Reproduce the records below with every occurrence of "scouting log" changed to "field survey" and everything else unchanged, omitting the pictures from your answer.

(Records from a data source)
— Start —
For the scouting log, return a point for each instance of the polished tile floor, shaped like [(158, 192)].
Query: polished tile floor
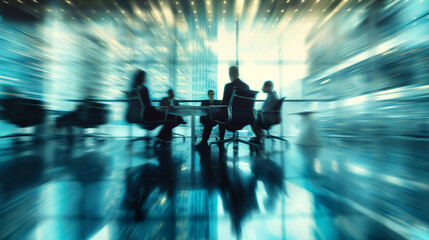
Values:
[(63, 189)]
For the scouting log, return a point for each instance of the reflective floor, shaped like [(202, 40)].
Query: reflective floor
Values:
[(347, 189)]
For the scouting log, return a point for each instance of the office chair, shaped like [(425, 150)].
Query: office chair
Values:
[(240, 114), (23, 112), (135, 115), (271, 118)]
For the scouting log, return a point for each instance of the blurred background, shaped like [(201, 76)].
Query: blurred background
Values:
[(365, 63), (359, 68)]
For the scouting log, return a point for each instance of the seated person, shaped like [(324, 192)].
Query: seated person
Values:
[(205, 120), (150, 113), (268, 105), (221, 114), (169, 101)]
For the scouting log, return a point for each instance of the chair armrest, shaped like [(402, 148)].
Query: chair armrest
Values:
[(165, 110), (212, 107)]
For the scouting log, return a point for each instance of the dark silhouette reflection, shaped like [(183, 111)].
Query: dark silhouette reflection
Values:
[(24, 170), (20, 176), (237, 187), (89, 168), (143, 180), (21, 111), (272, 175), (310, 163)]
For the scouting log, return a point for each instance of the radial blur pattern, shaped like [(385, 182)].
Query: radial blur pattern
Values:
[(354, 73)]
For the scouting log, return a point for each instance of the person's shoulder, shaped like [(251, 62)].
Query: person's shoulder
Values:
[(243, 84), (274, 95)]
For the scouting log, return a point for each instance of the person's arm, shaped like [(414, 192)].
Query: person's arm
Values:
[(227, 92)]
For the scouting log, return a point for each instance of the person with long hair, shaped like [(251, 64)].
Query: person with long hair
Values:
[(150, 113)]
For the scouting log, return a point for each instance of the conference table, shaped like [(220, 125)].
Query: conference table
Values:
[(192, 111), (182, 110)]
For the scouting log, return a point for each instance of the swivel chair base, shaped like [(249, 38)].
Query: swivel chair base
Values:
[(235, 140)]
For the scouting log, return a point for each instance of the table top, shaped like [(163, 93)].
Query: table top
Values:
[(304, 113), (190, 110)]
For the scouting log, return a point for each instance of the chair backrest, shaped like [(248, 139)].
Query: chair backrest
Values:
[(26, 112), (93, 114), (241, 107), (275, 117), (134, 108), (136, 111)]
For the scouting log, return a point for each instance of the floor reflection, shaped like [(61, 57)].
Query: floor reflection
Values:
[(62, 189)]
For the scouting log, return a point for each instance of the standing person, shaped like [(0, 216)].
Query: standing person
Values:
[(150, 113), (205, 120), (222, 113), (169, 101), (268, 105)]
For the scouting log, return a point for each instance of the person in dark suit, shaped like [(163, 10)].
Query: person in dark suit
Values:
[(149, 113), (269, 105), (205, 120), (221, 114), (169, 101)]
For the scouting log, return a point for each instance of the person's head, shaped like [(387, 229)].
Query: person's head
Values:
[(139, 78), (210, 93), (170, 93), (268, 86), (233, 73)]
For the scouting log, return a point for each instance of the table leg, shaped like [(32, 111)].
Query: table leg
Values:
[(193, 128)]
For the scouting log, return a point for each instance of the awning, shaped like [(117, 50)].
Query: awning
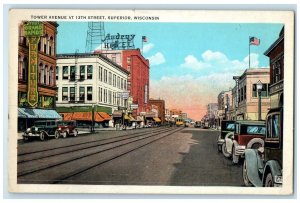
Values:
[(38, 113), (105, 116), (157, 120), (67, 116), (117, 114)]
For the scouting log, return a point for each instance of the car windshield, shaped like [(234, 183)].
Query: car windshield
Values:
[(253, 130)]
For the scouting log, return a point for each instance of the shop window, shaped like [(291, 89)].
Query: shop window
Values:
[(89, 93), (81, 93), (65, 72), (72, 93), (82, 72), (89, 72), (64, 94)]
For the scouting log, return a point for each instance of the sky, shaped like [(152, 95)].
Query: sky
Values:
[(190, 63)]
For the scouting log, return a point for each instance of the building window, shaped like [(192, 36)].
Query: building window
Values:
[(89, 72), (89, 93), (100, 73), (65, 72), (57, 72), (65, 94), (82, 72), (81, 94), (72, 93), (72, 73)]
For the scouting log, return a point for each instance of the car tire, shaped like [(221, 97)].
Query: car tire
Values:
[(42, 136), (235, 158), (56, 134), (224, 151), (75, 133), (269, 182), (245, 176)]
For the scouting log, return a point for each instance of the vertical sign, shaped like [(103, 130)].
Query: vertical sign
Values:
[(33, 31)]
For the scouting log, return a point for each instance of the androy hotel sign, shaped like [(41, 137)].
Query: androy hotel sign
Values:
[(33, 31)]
— End —
• _Task response_
For the field survey, return a point for each instance of the polished tile floor, shaped like [(158, 192)].
Query: polished tile floor
Values:
[(63, 189)]
For the field survey, return a point for each instance of the reflective floor, shaped like [(202, 40)].
Query: reflective floor
Values:
[(347, 189)]
For the field survey, return a point for each instance of the office chair, shaped like [(425, 150)].
Query: office chair
Values:
[(240, 114), (23, 112), (135, 115), (271, 118)]
For the field survey, return a point for each instance of the blurred background, shaped like [(201, 76)].
Query: blurred background
Values:
[(365, 63), (359, 68)]
For the field survey, return a point for each instance of the seated person, shaped like [(324, 192)].
Query: seated person
Values:
[(205, 120), (150, 113), (268, 105), (221, 114), (169, 101)]
For the field survey, return a point for each instance of the chair armrest, shaped like [(402, 148)].
Query: chair armrest
Values:
[(165, 110), (212, 107)]
For the field survey, return a point for each instance of the dark silhouette reflection, shaped like [(183, 111)].
Query: dark silhouette reflection
Values:
[(24, 170), (20, 176), (237, 187), (89, 168), (143, 180), (21, 111), (272, 175), (310, 163)]
For the field survey, return a point for each instance of the radial blur pattern, shaped like [(385, 182)].
Query: radial blur pattern
Values:
[(354, 73)]
For the field survey, return a point for each instance of the person's shoulder, shaped like [(251, 62)].
Query: person's shoulder
Values:
[(243, 84), (274, 95)]
For the field survey, return a point for each instance of the person's arm, shaped like [(414, 192)].
Query: person's arm
Values:
[(227, 92)]
For the field survey, return a point for each instance of the person with long hair, shaped like [(251, 64)].
Query: person with long hair
Values:
[(150, 113)]
For the field survey, return a point for each instance of the conference table, shaped like [(220, 125)].
Query: conference table
Values:
[(192, 111), (182, 110)]
For the field survey, return a point for each instance of the swivel chair base, shaped like [(249, 38)].
Query: swivel chair base
Values:
[(235, 140)]
For the field survey, return a point for each instance of the table top, shaped like [(163, 93)].
Query: table top
Values:
[(304, 113), (190, 110)]
For the field survey, return a point for each instance of the chair backrest, shaped like [(248, 139)].
Query: chair backrest
Values:
[(26, 112), (93, 114), (241, 107), (275, 117), (134, 108), (136, 111)]
For the field survey, return a point for each instance of the floor reflection, shaped like [(61, 57)].
Query: floor reflection
Values:
[(62, 189)]
For the field survey, return a point for each instance of the standing person, shaped like [(0, 216)].
Query: standing person
Values:
[(150, 113), (205, 120), (222, 113), (169, 101), (268, 105)]
For the field survey, return a point for each instance of the person in dark suit, shaped like [(163, 10)].
Query: person in dark suit
Values:
[(149, 113), (269, 105), (205, 120), (221, 114), (169, 101)]
For the field survey, return a point for each instance of the person's head, shaped like [(387, 229)].
Query: person's head
Values:
[(139, 78), (210, 93), (170, 93), (268, 86), (233, 73)]
For the field survey, return a point for each instance of the table leg, shaped like [(32, 111)].
Query: table leg
Values:
[(193, 128)]
For the field survey, return a point for each instance of the awning, shaped like [(117, 50)].
Query: awning
Values:
[(38, 113), (105, 116), (157, 120), (67, 116), (117, 114)]
For the field survey, return a point for each instance of the car windshield, shaped like [(234, 183)].
Query: car windshield
Values:
[(253, 130)]
For the field survey, return a point for each instance of the shop window, shaped like [(291, 89)].
Query: shop window
Values:
[(89, 93), (81, 93), (65, 72), (72, 93), (82, 72), (89, 72), (64, 94)]
For the field survey, return a point for each instance of the sky, shaped like [(152, 95)].
Query: sky
Values:
[(190, 63)]
For the field survey, return a point for each instance of the building window, shaped like [(192, 36)].
Query: building window
Values:
[(89, 72), (89, 93), (100, 73), (65, 72), (57, 72), (65, 94), (82, 72), (81, 94), (72, 93), (72, 73)]
For the field survey, return a point for each instance of the car tire, shaped like [(221, 97)].
Query: car tire
Values:
[(42, 136), (235, 158), (56, 134), (224, 151), (75, 133), (269, 182), (245, 176)]
For the field survey, return a point for each instance of the vertical sign, shaped like [(103, 130)].
Query: vertical sign
Values:
[(33, 31)]
For the field survey, return a point for each instance of the androy hotel sign, shaped like [(41, 137)].
Query: androy hotel sign
Values:
[(33, 31)]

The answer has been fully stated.